(Dataset entries)
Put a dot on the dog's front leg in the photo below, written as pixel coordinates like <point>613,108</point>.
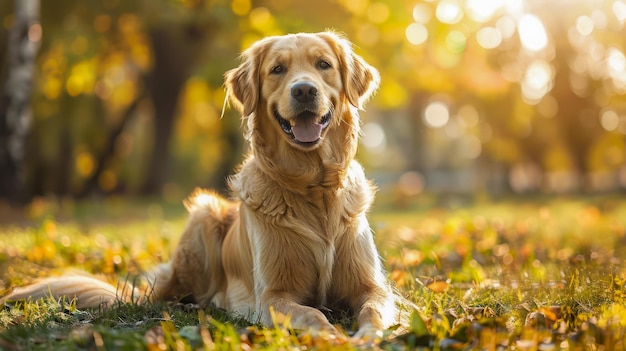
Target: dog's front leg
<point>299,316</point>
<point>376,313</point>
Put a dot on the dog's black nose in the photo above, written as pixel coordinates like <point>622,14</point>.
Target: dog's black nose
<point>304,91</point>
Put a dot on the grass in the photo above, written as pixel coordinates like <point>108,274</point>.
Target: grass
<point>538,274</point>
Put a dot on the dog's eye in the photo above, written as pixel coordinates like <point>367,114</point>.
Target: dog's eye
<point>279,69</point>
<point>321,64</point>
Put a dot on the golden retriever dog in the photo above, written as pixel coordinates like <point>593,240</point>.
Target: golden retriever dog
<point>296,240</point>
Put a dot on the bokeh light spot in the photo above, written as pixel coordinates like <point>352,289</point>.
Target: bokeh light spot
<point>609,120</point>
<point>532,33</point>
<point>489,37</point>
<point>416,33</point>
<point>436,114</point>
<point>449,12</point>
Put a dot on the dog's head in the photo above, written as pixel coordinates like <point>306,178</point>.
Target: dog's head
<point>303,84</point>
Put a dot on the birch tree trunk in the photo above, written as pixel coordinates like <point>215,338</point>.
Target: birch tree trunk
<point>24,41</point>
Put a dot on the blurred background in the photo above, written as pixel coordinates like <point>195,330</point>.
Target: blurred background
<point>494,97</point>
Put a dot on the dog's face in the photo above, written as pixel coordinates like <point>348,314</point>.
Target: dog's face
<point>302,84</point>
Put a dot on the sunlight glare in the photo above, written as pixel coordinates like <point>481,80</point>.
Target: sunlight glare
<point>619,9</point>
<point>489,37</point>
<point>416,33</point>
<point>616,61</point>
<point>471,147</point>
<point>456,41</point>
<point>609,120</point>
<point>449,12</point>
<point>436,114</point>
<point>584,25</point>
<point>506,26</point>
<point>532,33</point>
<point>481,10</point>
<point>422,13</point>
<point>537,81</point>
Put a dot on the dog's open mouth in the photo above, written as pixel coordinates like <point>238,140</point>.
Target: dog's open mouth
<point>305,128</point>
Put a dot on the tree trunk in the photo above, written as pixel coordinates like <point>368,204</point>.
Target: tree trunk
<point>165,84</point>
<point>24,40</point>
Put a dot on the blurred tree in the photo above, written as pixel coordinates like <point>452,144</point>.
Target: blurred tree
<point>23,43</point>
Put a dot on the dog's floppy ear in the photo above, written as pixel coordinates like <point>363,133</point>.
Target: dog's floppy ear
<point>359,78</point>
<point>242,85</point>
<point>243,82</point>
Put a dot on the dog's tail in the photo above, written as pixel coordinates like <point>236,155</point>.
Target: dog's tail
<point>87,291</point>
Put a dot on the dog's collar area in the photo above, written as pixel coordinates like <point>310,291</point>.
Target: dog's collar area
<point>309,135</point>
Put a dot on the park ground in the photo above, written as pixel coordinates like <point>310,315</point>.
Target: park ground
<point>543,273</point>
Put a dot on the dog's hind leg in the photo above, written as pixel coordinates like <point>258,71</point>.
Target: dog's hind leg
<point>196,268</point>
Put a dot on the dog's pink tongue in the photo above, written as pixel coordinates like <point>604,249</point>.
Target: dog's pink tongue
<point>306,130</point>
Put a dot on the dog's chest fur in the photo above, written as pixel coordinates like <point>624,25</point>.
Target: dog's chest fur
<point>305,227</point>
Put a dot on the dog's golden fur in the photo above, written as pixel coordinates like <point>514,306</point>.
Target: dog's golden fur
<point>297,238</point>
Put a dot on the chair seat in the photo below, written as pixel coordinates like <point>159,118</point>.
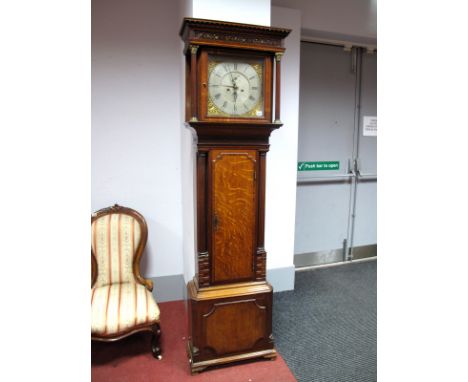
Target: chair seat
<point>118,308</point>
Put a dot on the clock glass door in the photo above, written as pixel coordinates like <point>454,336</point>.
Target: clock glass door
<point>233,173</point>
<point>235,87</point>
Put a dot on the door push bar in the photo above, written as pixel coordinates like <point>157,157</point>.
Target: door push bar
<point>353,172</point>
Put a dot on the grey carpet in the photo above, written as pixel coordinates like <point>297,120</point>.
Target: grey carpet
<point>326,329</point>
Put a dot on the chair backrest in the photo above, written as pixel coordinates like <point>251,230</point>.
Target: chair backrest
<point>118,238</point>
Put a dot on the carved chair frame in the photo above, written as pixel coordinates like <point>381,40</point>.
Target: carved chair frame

_Work task_
Wherever the string "carved" occurs in the entries, copy that whole line.

_Output of the exercise_
Put a dot on the carved chair frame in the photo above, written as pixel coordinates like <point>381,40</point>.
Target: carved chair frame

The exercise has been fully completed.